## begin Document
REPRESENTATIVE FEATURES

[0074] Representative features are set out in the following clauses, which stand alone or may be combined, in any combination, with one or more features disclosed in the text and/or drawings of the specification.

[0075] Clause 1. A tool configured to form a groove in a pipe, the tool comprising: a housing including a battery receptacle configured to receive a battery: a motor having a motor shaft that is rotatable about a motor axis, a gear assembly operably coupled to the motor, the gear assembly having a plurality of spur gears operably coupled to the motor shaft and a planetary gear set operably coupled to the spur gears, a drive shaft operably coupled to the planetary gear set, the drive shaft configured to rotate about a drive axis that is offset the motor axis; and a die rotatably coupled to a die shaft about a die axis that is offset relative the drive axis, the die configured to form a groove into the pipe.

[0076] Clause 2. The tool of clause 1, wherein the motor is a first motor and the gear assembly is a first gear assembly, and wherein a second motor is configured to rotate an input shaft about an input shaft axis to rotate the die shaft and vary a distance between the die axis and the drive axis.

[0077] Clause 3. The tool of clause 2, further comprising a battery removably coupled to the housing, wherein the first motor and the second motor are powered by the battery.
## end Document
## begin Dataset records
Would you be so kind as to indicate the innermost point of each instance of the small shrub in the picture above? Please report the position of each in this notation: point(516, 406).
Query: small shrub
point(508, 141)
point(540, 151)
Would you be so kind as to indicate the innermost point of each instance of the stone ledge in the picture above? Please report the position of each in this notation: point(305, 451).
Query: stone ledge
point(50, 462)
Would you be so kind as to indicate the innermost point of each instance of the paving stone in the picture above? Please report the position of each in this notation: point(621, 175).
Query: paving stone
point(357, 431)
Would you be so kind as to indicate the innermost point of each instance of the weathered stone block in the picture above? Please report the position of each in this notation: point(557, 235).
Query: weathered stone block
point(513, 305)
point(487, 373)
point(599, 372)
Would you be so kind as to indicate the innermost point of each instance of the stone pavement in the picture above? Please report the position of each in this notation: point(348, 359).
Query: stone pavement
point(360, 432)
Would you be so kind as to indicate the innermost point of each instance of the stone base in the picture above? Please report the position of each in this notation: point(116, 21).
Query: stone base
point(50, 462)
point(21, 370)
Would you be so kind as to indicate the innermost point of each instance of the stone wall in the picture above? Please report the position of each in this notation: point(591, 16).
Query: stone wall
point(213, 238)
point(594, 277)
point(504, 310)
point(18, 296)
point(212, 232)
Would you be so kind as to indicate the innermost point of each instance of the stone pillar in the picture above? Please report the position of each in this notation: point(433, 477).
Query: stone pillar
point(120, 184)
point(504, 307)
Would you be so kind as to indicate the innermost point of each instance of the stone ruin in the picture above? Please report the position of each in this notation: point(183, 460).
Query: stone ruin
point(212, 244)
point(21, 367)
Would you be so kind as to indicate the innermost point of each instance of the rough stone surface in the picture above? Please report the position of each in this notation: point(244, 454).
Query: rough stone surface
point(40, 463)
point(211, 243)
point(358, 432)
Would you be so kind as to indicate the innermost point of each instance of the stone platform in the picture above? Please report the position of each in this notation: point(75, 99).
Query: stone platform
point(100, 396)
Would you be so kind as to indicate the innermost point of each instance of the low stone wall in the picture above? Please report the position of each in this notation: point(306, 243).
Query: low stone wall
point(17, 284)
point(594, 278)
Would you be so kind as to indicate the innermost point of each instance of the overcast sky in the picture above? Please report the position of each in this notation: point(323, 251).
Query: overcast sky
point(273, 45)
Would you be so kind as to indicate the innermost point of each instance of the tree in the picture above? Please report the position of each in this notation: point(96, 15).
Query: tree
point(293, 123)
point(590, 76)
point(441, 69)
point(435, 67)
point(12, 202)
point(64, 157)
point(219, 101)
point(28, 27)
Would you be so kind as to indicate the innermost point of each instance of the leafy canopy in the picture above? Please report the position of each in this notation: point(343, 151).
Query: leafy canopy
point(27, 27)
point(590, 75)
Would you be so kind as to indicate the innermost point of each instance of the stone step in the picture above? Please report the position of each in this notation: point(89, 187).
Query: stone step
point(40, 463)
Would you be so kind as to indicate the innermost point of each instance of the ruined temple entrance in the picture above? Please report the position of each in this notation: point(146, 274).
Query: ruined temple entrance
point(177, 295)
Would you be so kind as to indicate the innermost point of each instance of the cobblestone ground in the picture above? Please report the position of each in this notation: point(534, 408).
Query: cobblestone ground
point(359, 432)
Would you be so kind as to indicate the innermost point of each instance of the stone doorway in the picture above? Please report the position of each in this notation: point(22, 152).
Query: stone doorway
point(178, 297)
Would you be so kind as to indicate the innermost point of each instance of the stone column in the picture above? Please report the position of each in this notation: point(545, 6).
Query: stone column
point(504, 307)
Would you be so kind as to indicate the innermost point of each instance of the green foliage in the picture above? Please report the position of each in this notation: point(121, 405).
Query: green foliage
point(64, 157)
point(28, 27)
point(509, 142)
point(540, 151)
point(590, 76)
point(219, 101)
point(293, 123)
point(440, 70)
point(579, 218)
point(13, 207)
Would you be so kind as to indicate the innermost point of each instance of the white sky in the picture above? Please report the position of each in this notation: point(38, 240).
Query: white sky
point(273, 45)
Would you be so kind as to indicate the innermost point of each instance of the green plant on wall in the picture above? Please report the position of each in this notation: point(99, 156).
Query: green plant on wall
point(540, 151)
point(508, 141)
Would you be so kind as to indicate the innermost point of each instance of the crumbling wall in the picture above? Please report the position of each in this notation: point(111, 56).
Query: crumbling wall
## end Dataset records
Written request = Decide whether each statement below agrees with the clauses about the pipe-grooving tool, answering yes or no and quoting the deciding words of the text: 1. The drive axis is offset from the motor axis. 2. The first motor and the second motor each draw power from a separate battery. 3. The gear assembly contains only one spur gear.

Answer in full =
1. Yes: "the drive shaft configured to rotate about a drive axis that is offset the motor axis"
2. No: "wherein the first motor and the second motor are powered by the battery"
3. No: "the gear assembly having a plurality of spur gears operably coupled to the motor shaft"